СПИСОК ЗАДАНИЙ:
[A] Какую награду Гааз получил от Александра I за работу о кавказских источниках, согласно отрывку о докторе Гаазе?
[B] Продолжите отрывок о докторе Гаазе с того места, где он заканчивается.

Генерал И. Сабонеев в письме генералу А. Закревскому писал: «Живущий в Москве доктор Гас (кажется, при Голицынской больнице) знает чудесные источники Кавказа и может быть весьма полезным наставником. Я был два раза на Кавказе и пользовался его наставлениями, говорю по опыту». В «Полном историческом медико-топографическом, физико-химическом и врачебном описании Кавказских минеральных вод» профессора А. Нелюбина, изданном в 1825 году, сказано: «Да позволено будет с особым уважением упомянуть о трудах доктора Гааза... В особенности должно быть благодарным Гаазу за принятый им на себя труд — исследовать кроме главных источников еще два серных ключа на Машуке и один на Железной горе, которые до того времени еще никем не были испытаны... Сочинения Гааза принадлежат бесспорно к лучшим в своем роде».
Старейший профессор Петербургской медико-хирургической академии А. Нелюбин сравнивал Железноводские минеральные воды с Карлсбадскими и Висбаденскими, утверждая, что они представляют собой «сокровище между кавказскими водами».
За эту работу Гааз был награжден Александром I орденом Святого Владимира IV степени. Но вернемся в те дни, когда Федор Петрович вступил в должность штадт-физика.
В Москве проживало около 300 000 жителей, а все московские больницы в совокупности могли принять лишь тысячу лежачих больных, не считая полутора тысяч коек для военных. Эти совершенно несопоставимые цифры красноречивее многих слов, говорят о тех трудностях, с которыми столкнулся новый главный врач второй столицы. Его предшественник был уволен как не справившийся с делом, а поводом послужили многочисленные доносы чиновников, обвинявших бывшего главного врача едва ли не во всех смертных грехах. В первые же дни Гааз убедился, что увольнение было несправедливо. Он написал обстоятельное письмо губернатору и министру, а свое жалованье штадт-физика ежемесячно отсылал небогатому врачу: ведь тот незаслуженно лишился существенного для него пособия.

СТРОКИ ДАННЫХ:
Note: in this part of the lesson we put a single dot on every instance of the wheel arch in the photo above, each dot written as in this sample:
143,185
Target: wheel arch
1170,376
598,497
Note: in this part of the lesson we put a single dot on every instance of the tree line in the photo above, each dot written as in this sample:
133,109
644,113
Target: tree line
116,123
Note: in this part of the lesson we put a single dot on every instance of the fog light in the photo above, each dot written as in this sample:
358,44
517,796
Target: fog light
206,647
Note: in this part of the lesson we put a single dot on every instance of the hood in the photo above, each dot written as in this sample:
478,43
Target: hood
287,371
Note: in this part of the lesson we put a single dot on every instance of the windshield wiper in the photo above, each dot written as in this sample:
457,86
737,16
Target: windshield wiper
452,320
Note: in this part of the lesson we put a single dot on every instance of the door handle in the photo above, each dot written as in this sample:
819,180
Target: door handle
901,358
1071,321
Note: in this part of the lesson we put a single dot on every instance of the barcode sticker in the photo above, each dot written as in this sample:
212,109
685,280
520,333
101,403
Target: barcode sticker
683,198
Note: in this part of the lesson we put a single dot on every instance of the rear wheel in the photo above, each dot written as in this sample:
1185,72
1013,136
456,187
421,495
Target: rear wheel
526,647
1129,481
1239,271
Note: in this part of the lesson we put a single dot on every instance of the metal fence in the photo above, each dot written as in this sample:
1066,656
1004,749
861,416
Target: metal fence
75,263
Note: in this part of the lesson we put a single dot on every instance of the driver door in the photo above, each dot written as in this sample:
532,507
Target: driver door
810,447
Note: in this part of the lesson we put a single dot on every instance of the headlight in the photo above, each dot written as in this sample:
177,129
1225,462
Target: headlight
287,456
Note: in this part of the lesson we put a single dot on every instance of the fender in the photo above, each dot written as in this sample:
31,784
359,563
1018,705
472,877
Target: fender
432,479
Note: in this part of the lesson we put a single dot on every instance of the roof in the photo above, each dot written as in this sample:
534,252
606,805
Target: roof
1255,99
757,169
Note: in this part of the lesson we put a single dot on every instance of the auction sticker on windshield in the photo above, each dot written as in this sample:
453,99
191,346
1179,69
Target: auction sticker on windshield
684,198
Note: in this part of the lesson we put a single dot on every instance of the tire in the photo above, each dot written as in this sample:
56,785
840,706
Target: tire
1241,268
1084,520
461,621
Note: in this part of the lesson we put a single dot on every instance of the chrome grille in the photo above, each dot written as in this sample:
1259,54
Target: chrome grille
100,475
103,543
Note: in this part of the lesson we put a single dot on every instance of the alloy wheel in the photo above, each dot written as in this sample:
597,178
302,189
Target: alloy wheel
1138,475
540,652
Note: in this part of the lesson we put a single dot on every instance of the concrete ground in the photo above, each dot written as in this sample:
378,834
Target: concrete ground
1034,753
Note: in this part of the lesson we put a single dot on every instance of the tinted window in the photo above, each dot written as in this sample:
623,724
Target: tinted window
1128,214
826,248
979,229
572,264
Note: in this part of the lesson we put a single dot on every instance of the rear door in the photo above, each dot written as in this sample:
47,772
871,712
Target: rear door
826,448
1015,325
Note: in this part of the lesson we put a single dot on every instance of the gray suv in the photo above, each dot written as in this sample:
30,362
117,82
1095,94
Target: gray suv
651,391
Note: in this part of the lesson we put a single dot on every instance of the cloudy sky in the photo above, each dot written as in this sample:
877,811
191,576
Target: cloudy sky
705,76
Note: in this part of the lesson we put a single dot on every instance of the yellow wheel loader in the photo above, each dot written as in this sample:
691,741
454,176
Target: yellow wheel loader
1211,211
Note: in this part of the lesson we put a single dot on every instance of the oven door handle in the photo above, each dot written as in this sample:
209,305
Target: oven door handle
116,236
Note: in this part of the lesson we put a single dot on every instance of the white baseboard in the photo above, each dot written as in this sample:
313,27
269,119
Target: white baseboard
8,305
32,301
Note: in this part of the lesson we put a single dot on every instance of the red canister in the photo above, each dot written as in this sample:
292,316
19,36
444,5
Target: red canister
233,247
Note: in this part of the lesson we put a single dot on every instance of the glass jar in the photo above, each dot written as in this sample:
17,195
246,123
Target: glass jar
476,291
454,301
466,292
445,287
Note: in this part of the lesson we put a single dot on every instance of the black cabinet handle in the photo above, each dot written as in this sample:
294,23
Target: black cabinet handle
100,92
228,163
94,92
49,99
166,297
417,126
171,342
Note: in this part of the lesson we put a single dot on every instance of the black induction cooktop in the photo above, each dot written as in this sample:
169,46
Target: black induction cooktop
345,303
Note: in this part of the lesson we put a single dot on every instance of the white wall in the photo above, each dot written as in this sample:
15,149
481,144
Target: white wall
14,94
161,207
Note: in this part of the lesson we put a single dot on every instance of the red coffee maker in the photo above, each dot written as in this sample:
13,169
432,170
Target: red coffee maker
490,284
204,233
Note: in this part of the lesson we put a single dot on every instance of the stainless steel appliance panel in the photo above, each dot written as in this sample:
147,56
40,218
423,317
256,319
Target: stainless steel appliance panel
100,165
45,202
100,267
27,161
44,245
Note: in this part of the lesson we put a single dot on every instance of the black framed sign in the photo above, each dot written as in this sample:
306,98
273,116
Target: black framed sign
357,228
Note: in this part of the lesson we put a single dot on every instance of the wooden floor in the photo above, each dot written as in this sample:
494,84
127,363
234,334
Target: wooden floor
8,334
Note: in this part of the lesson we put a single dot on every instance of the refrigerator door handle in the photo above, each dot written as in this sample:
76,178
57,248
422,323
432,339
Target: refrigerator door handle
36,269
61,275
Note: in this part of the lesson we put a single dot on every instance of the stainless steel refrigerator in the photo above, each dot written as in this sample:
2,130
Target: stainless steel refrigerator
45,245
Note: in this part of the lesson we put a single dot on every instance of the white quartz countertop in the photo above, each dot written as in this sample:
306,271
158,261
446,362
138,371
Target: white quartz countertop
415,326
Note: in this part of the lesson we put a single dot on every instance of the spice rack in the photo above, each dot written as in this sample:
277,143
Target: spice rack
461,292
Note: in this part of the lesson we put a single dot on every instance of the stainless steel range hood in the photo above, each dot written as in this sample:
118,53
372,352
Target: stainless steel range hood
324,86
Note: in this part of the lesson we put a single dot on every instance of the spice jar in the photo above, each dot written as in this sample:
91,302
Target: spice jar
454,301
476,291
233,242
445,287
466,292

ОТВЕТЫ ПО ПОРЯДКУ:
[A] Орден Святого Владимира IV степени.

[B]
На этой должности Федор Петрович проработал до лета 1826 года. Причина проста: Александр I — покровитель генерал-губернатора Д. Голицына — скончался, наступило время тревоги и ожиданий. Московскому губернатору было не до Гааза, а без его поддержки противостоять армии чиновников «медицинской конторы» Федор Петрович был не в силах. И на него тоже пошли доносы, обвинявшие в том, что он «не в здравом душевном состоянии», «зазнавшийся иноземец», «безрассуден» и т.д., и т.п. Словом, Гааз подал в отставку и продолжал заниматься привычным делом — лечить людей.
И по кругу знакомств, и по положению в обществе, и по личному состоянию Федор Петрович, несомненно, относился к преуспевающей части московского общества. Он часто бывал у предводителя дворянства А. Арсеньева, того самого, что построил Большой театр. Обедал у графа Н. Зотова, конечно же, не забывал и своего покровителя графа Дмитрия Васильевича Голицына. Но в поведении Гааза было мало сходства с людьми его круга. Мысли доктора, безусловно, не укладывались в привычные стереотипы и, мягко говоря, вызывали изумление. Он, например, велел освободить от барщины своих крепостных крестьян, заменив ее щадящим оброком, чем вызвал пересуды соседей-помещиков и уездных чиновников. Он пытался объяснить крестьянам, что надо разводить сады, цветники, сажать картофель. И даже раздавал им для этого семена и рассаду. Федор Петрович прилагал усилия, чтобы ввести на своей фабрике азы экономики, а в торговых делах пытался действовать по закону, сам держал слово и верил другим.
Он был абсолютно бескорыстен и сердоболен по отношению к несчастным. Его сестра Вильгельмина переехала к брату и вела его хозяйство; она писала родственникам в Германию: «Как раз потому, что Фриц так равнодушен к деньгам, он слишком уж лихо их растрачивает. Не на себя — на себя ему совсем мало надо, но, исключая себя самого, он готов отдать последнюю копейку и чрезвычайно доволен, когда имеет ровно столько, сколько от него хотят, и оставляет себе последний рубль так, как если бы у него оставались тысячи...»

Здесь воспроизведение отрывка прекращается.